* Tareas por realizar
1 > ¿Qué dos virtudes considera esenciales para forjar una comunidad el texto sobre la confianza?
2 > Continúa el texto sobre la confianza a partir de su última oración.

* Texto mostrado
····················
Muchas personas prefieren cambiar de camino. Como todos los comienzos son motivadores, pasan la vida probando y comenzando nuevos caminos. Es la manera de no llegar nunca a ninguna parte. Quien vive así experimenta mucho, pero avanza poco. Requiere mucho más valor elegir un camino y perseverar en él hasta el final. A tramos corriendo, otros más despacio, a veces superando enormes obstáculos… cuestas arriba. Pero siempre avanzando, hasta el final. Y los cristianos sabemos cuál es nuestra meta. Nuestra meta es el Cielo, el abrazo con Dios.

domingo, 7 de octubre de 2007

La confianza

Dos virtudes son esenciales para forjar una comunidad: el coraje y la confianza. Hoy hablaré de la confianza.

Confiar en Dios

Confianza es tener fe en alguien. Los cristianos decimos que tenemos fe en Dios. Nos fiamos de él. Sabemos que es grande, todopoderoso, que nos ama inmensamente y siempre está ahí… No cuesta mucho confiar en un Dios Amor.
Pero quizás nos cuesta más confiar en los demás. Y he aquí que Dios nunca nos habla ni se manifiesta directamente a nosotros, sino a través de las personas. ¿Por qué? Así lo ha querido. El evangelio lo dice: “A Dios nadie lo ha visto jamás”. Pero Jesús lo ha manifestado entre los hombres.

Los discípulos de Jesús creyeron en él y confiaron en él. Jesús, siendo Hijo de Dios, era perfecto y sin pecado alguno. Pero también era humano. Su manera de ser y sus acciones no eran del agrado de todos y tuvo muchos críticos y detractores. Para algunos, se relacionaba demasiado con pecadores, publicanos, gente de mala fama, prostitutas. Para los fariseos, celosos observantes de la ley, era un mal cumplidor de los preceptos. Otros encontraban sus palabras excesivamente rigurosas y exigentes. Hubo momentos en que las multitudes seguían a Jesús, pero hubo otros momentos de abandono y deserción. En una de esas ocasiones, el evangelio dice que “muchos lo dejaron”. Es entonces cuando Jesús pregunta a Pedro: “Y vosotros, ¿también queréis iros?”. Y Pedro, lleno de fe, responde: “¿A quién iremos, Señor? Sólo tú tienes palabras de vida eterna”. Esa respuesta vehemente, llena de convicción, responde a la fe del discípulo incondicional. Pedro confía en Jesús. Ha sabido ver el rostro de Dios reflejado en él. Y, con Pedro, los restantes discípulos también confían en él. Creen que es verdaderamente el Hijo de Dios. Uno sólo entre ellos desconfió de Jesús. Y las consecuencias de esta desconfianza llegarían a ser trágicas. La traición de Judas se explica, entre otras cosas, a raíz de una profunda desconfianza hacia su maestro.
····················
* Registros de datos
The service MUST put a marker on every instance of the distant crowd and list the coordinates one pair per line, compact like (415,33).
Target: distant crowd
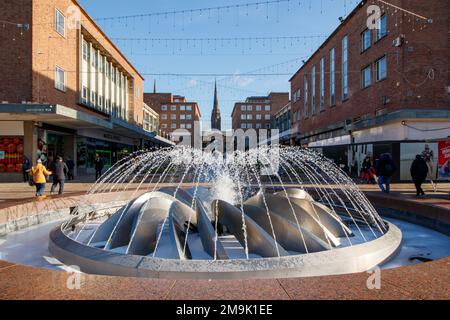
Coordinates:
(384,168)
(57,171)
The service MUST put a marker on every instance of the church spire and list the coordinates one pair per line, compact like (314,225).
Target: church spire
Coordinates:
(216,119)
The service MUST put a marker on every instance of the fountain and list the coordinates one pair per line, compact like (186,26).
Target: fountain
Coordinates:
(264,213)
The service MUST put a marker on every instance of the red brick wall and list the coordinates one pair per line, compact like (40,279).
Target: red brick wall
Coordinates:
(31,63)
(406,85)
(15,52)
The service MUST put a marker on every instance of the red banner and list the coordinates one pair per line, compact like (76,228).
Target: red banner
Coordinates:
(444,159)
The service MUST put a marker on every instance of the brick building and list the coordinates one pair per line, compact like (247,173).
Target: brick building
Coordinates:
(257,112)
(383,89)
(174,111)
(65,89)
(282,120)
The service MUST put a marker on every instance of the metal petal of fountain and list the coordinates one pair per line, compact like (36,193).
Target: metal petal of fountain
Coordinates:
(227,224)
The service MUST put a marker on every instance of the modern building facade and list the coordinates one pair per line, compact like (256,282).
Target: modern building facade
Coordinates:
(257,112)
(377,90)
(175,112)
(151,120)
(65,88)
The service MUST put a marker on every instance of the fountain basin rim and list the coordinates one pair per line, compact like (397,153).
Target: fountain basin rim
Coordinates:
(352,259)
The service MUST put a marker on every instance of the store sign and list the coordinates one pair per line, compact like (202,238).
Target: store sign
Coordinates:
(111,137)
(444,160)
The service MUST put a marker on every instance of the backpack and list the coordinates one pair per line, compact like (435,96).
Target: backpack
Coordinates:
(388,169)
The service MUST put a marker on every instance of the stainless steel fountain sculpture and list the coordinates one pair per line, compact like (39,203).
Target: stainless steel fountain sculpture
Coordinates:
(221,218)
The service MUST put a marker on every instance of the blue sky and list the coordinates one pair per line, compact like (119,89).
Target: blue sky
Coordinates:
(286,19)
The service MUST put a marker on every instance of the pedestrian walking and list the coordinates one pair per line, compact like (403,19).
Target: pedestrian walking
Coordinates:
(71,166)
(26,166)
(428,156)
(59,175)
(419,173)
(39,173)
(385,170)
(98,163)
(367,170)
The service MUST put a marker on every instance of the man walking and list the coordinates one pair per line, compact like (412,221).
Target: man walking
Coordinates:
(98,163)
(428,156)
(71,166)
(26,166)
(385,170)
(59,175)
(419,172)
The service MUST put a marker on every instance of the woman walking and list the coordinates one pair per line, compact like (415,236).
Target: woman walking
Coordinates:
(419,173)
(38,174)
(367,170)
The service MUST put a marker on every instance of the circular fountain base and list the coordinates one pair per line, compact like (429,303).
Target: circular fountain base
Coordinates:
(353,259)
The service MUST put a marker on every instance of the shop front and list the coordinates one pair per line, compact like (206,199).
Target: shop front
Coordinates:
(110,151)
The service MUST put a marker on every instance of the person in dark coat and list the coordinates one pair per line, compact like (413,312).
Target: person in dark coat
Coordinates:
(419,173)
(98,163)
(71,166)
(385,170)
(59,175)
(367,170)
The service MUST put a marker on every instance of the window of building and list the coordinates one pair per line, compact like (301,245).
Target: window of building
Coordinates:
(345,68)
(366,77)
(381,28)
(297,95)
(313,90)
(322,83)
(84,94)
(306,95)
(332,77)
(381,66)
(60,23)
(366,40)
(60,79)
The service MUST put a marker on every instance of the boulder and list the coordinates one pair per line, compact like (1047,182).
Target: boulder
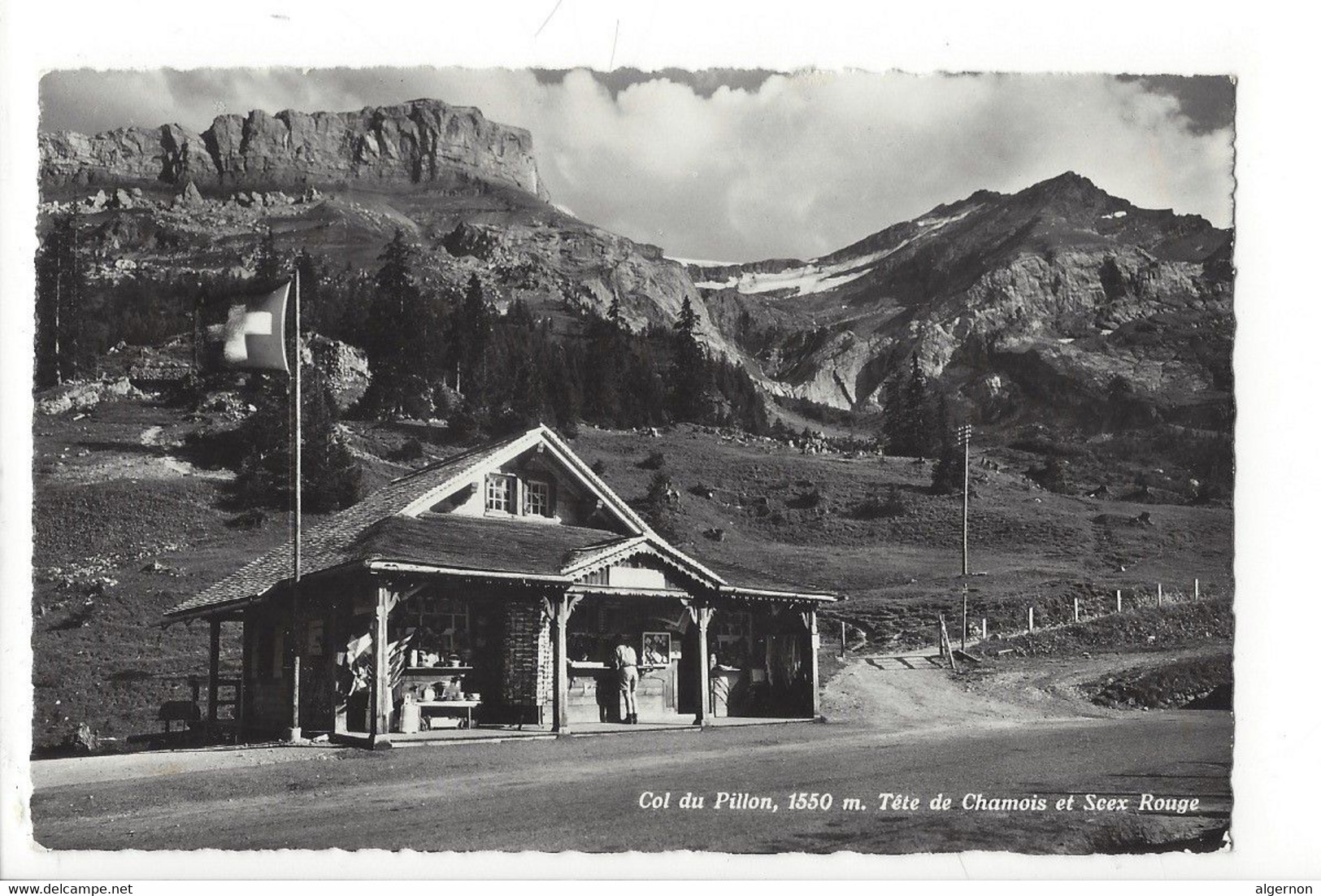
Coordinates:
(190,196)
(345,369)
····················
* Respuestas del ejercicio
1 > El coraje y la confianza.

2 >
Los cristianos de hoy podemos gozar de la presencia de Jesús sacramentado, en la eucaristía y en el Sagrario. Sabemos que él siempre está con nosotros… pero no lo vemos físicamente. ¿Quién es para nosotros el rostro de Jesús?

Confiar en la Iglesia

La respuesta la hallamos en la Iglesia. De la misma manera que los apóstoles confiaron en Jesús, los cristianos estamos llamados a confiar en nuestros pastores, en la enseñanza de la Iglesia, en los sacerdotes, en los demás miembros de la comunidad. Si no confiamos en ellos, ¿cómo podemos pretender confiar en Dios? Es cierto que la Iglesia, formada por personas humanas, tiene muchas imperfecciones. Pero en los sacerdotes y en los hermanos no debemos limitarnos a ver los defectos humanos, pues todos los tenemos; los mismos apóstoles fueron personas con muchas limitaciones y defectos. Hemos de ver en ellos a hombres de Dios, llamados a una misión que compartimos todos. Los sacerdotes han recibido un don muy especial, y es esto lo que debemos considerar más importante. Confiemos en la Iglesia y en los sacerdotes. Trabajemos a una con ellos. Son los pastores que nos han sido enviados a las comunidades. No los hemos elegido, ni ellos nos han elegido a nosotros. Pero nos une algo más fuerte que nuestra voluntad: Dios. Si en una comunidad todos caminan unidos, confiando unos con otros, con una misma meta y un espíritu de servicio, esa comunidad será un trozo de Reino de Cielo. Avanzará y cumplirá su misión en el mundo.

La confianza es clave para que los grupos, las familias, las comunidades, se fortalezcan y crezcan. Allí donde entra la desconfianza, se quiebran las amistades y se acaban rompiendo las relaciones. La desconfianza agrieta y destruye. En cambio, la confianza es la amalgama que todo lo une y lo fortifica. Donde hay confianza, se pueden construir proyectos sólidos.